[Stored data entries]

==================================================

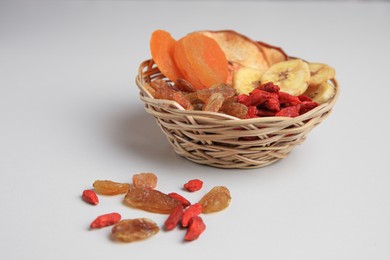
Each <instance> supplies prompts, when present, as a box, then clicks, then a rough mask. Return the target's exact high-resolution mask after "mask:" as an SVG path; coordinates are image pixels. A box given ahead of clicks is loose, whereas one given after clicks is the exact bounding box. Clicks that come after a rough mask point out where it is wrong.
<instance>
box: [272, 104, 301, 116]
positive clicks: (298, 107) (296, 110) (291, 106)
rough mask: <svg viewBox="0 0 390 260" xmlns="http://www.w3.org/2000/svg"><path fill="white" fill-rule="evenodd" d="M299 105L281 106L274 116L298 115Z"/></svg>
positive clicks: (299, 107)
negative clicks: (279, 109) (282, 107)
mask: <svg viewBox="0 0 390 260" xmlns="http://www.w3.org/2000/svg"><path fill="white" fill-rule="evenodd" d="M299 109H300V105H296V106H290V107H285V108H282V109H281V110H280V111H279V112H277V113H276V114H275V116H286V117H296V116H299Z"/></svg>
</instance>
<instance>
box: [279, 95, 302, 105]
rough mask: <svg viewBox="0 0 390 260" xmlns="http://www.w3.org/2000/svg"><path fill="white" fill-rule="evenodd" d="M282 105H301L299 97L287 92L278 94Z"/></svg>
mask: <svg viewBox="0 0 390 260" xmlns="http://www.w3.org/2000/svg"><path fill="white" fill-rule="evenodd" d="M278 97H279V102H280V105H281V106H283V107H288V106H295V105H298V104H300V103H301V101H300V100H299V98H298V97H297V96H293V95H290V94H288V93H286V92H279V93H278Z"/></svg>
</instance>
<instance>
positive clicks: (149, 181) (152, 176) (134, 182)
mask: <svg viewBox="0 0 390 260" xmlns="http://www.w3.org/2000/svg"><path fill="white" fill-rule="evenodd" d="M133 186H134V187H138V188H146V189H154V188H156V186H157V176H156V175H155V174H154V173H151V172H143V173H139V174H134V175H133Z"/></svg>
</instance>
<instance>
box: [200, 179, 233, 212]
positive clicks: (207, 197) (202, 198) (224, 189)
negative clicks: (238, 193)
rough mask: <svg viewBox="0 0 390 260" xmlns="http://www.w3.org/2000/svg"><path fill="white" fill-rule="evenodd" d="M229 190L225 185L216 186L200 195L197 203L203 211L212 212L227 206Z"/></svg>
mask: <svg viewBox="0 0 390 260" xmlns="http://www.w3.org/2000/svg"><path fill="white" fill-rule="evenodd" d="M230 201H231V196H230V191H229V189H228V188H226V187H225V186H216V187H214V188H212V189H211V190H210V191H209V192H208V193H206V195H204V196H203V197H202V199H201V200H200V201H199V204H200V205H202V212H203V213H213V212H217V211H221V210H223V209H225V208H227V207H228V206H229V204H230Z"/></svg>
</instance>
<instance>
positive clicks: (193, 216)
mask: <svg viewBox="0 0 390 260" xmlns="http://www.w3.org/2000/svg"><path fill="white" fill-rule="evenodd" d="M200 213H202V205H201V204H199V203H195V204H192V205H191V206H189V207H188V208H187V209H186V210H185V211H184V213H183V217H182V219H181V225H182V226H183V227H187V226H188V223H189V222H190V219H191V218H193V217H195V216H198V215H199V214H200Z"/></svg>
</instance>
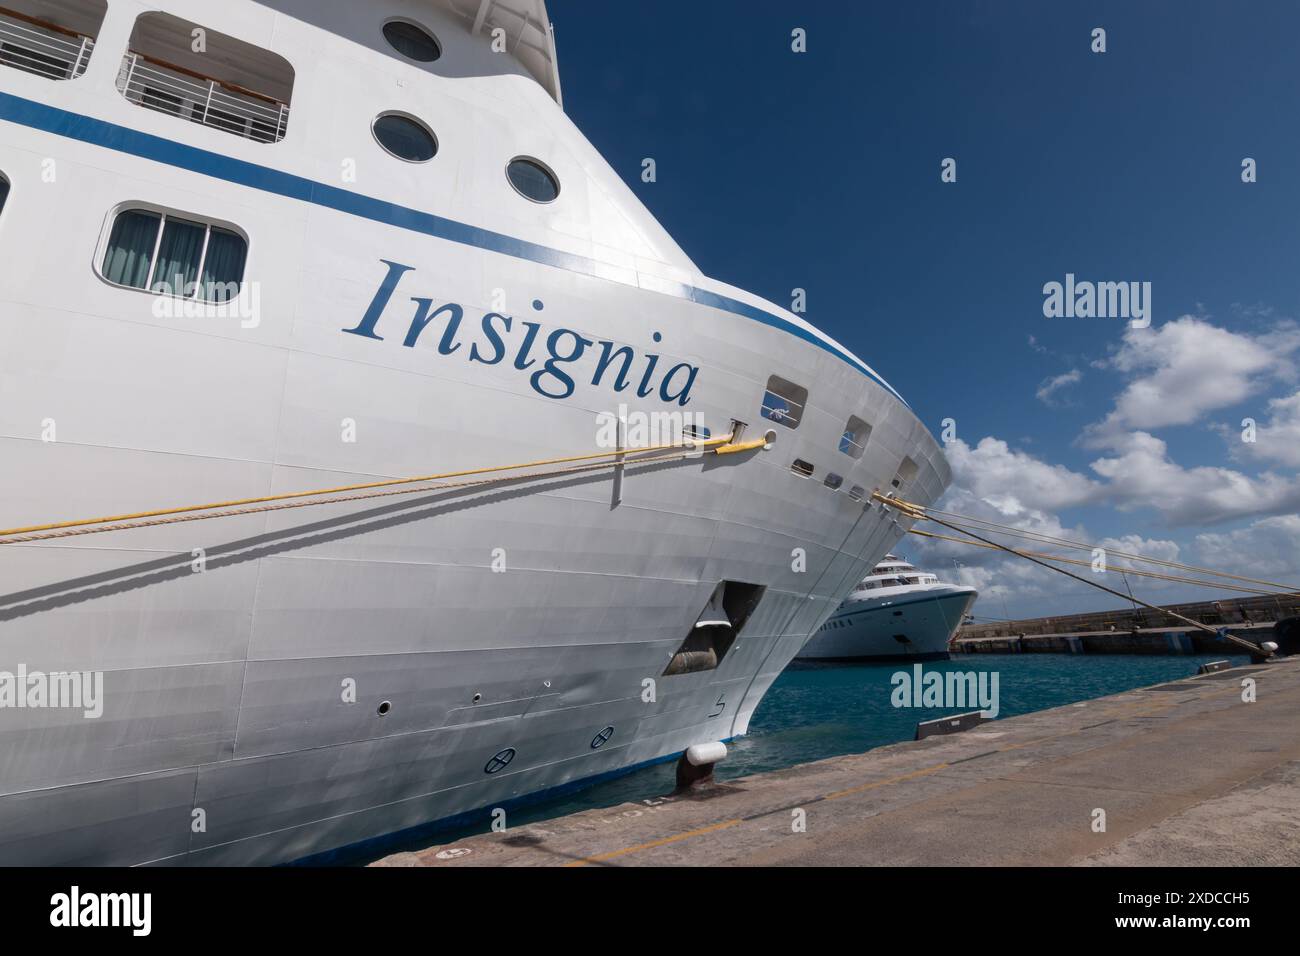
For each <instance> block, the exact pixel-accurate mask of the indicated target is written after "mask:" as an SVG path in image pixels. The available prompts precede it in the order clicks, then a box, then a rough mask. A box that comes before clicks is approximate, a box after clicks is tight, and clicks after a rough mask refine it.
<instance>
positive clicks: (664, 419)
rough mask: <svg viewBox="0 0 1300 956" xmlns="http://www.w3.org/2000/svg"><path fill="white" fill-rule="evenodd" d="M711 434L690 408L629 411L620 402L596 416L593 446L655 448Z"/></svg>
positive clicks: (636, 449) (612, 447) (595, 420)
mask: <svg viewBox="0 0 1300 956" xmlns="http://www.w3.org/2000/svg"><path fill="white" fill-rule="evenodd" d="M708 434H710V432H708V428H706V427H705V416H703V414H702V412H693V411H628V406H625V405H620V406H619V410H617V411H616V412H612V411H602V412H597V415H595V446H597V447H601V449H620V447H621V449H628V450H630V451H636V450H637V449H649V447H658V446H660V445H684V444H685V442H686V441H688V440H690V441H693V440H702V438H707V437H708Z"/></svg>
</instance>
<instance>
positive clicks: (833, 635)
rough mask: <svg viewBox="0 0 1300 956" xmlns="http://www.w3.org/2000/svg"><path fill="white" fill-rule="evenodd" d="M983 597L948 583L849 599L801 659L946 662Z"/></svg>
mask: <svg viewBox="0 0 1300 956" xmlns="http://www.w3.org/2000/svg"><path fill="white" fill-rule="evenodd" d="M976 597H978V594H976V592H975V591H974V589H972V588H958V587H953V585H948V584H943V585H937V587H930V588H923V589H922V588H918V589H913V591H911V593H905V594H898V596H892V597H867V598H865V600H861V601H855V600H849V601H845V602H844V604H842V605H841V606H840V607H839V610H836V613H835V614H832V615H831V617H829V618H828V619H827V620H826V622H824V623H823V624H822V626H820V627H819V628H818V631H816V632H815V633H814V635H813V637H811V639H810V640H809V643H807V644H806V645H805V646H803V649H802V650H800V653H798V659H801V661H894V659H909V661H943V659H946V658H948V641H949V640H950V639H952V636H953V633H954V632H956V631H957V628H958V626H959V624H961V623H962V620H965V618H966V613H967V611H969V610H970V607H971V605H972V604H975V598H976Z"/></svg>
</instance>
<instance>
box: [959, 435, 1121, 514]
mask: <svg viewBox="0 0 1300 956" xmlns="http://www.w3.org/2000/svg"><path fill="white" fill-rule="evenodd" d="M944 453H945V454H946V455H948V463H949V464H950V466H952V468H953V484H954V485H957V486H959V488H965V489H967V490H970V493H971V494H972V496H975V497H976V498H984V499H988V501H998V502H1002V506H1004V507H1006V509H1008V510H1009V511H1015V510H1021V509H1031V510H1032V509H1043V510H1047V511H1054V510H1057V509H1062V507H1071V506H1075V505H1083V503H1086V502H1088V501H1092V499H1095V498H1096V497H1097V494H1099V490H1100V489H1099V486H1097V483H1095V481H1093V480H1092V479H1089V477H1087V476H1084V475H1079V473H1076V472H1073V471H1070V470H1069V468H1066V467H1065V466H1061V464H1048V463H1047V462H1043V460H1041V459H1037V458H1035V457H1034V455H1030V454H1026V453H1023V451H1015V450H1013V449H1011V447H1010V446H1009V445H1008V444H1006V442H1005V441H1001V440H998V438H992V437H989V438H980V442H979V445H976V446H975V447H970V446H969V445H967V444H966V442H965V441H961V440H957V441H953V442H949V444H948V445H946V446H945V447H944Z"/></svg>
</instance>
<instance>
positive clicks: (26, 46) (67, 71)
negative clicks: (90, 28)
mask: <svg viewBox="0 0 1300 956" xmlns="http://www.w3.org/2000/svg"><path fill="white" fill-rule="evenodd" d="M94 48H95V40H92V39H91V38H90V36H82V35H81V34H77V33H73V31H72V30H64V29H61V27H56V26H55V25H53V23H44V22H43V21H38V20H35V18H29V17H23V16H21V14H18V13H14V12H13V10H6V9H4V8H0V65H4V66H13V68H14V69H19V70H25V72H26V73H35V74H36V75H39V77H45V78H48V79H75V78H77V77H79V75H81V74H83V73H85V72H86V66H87V65H88V64H90V53H91V51H92V49H94Z"/></svg>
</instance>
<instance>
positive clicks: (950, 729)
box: [914, 710, 991, 740]
mask: <svg viewBox="0 0 1300 956" xmlns="http://www.w3.org/2000/svg"><path fill="white" fill-rule="evenodd" d="M989 719H991V718H988V717H984V711H983V710H971V711H969V713H965V714H953V715H952V717H939V718H936V719H933V721H922V722H920V723H918V724H917V736H915V737H914V739H915V740H924V739H926V737H932V736H937V735H940V734H961V732H962V731H963V730H970V728H971V727H978V726H979V724H982V723H985V722H987V721H989Z"/></svg>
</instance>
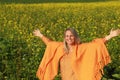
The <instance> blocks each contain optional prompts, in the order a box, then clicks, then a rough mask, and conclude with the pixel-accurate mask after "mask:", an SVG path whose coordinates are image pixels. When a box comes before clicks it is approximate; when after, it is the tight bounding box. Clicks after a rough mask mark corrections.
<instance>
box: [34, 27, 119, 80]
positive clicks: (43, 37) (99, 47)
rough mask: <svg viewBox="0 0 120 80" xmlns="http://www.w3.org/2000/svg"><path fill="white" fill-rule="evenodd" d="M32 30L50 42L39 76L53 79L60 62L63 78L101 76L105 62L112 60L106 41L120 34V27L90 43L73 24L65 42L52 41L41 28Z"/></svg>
mask: <svg viewBox="0 0 120 80" xmlns="http://www.w3.org/2000/svg"><path fill="white" fill-rule="evenodd" d="M33 34H34V35H35V36H37V37H40V38H41V39H42V41H43V42H44V43H45V44H46V45H47V47H46V50H45V53H44V56H43V59H42V61H41V63H40V65H39V68H38V71H37V74H36V75H37V77H38V78H39V79H40V80H53V79H54V77H55V76H56V75H57V73H58V66H59V64H60V72H61V77H62V80H100V79H101V77H102V73H103V68H104V66H105V65H107V64H108V63H110V56H109V53H108V51H107V48H106V46H105V44H104V43H105V42H106V41H108V40H109V39H111V38H113V37H115V36H118V35H120V29H117V30H111V32H110V34H109V35H108V36H106V37H104V38H98V39H95V40H93V41H91V42H88V43H81V41H80V38H79V36H78V34H77V32H76V31H75V29H73V28H68V29H66V30H65V32H64V41H63V42H56V41H51V40H50V39H48V38H47V37H45V36H44V35H43V34H42V33H41V32H40V31H39V30H38V29H37V30H35V31H34V32H33Z"/></svg>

==================================================

**TASK REQUIREMENTS:** Each line in the records that carries "before" must be copied out.

**TASK RESPONSE:**
For each <instance> block, the exact pixel-accurate mask of the indicated target is written after "mask:" as an SVG path in image pixels. The available prompts precede it in the order clicks, then a box, then a rough mask. A box that comes before clicks is approximate, a box after clicks is tight, and clicks after a rough mask refine it.
The <instance> blocks each contain optional prompts, in the order a box, then clicks, then a rough mask, and conclude with the pixel-accurate mask after "mask:", an SVG path whose coordinates are image pixels. When a box comes before clicks it is approximate; when after, it is the tight bounding box. Clicks after a rough mask mark corrections.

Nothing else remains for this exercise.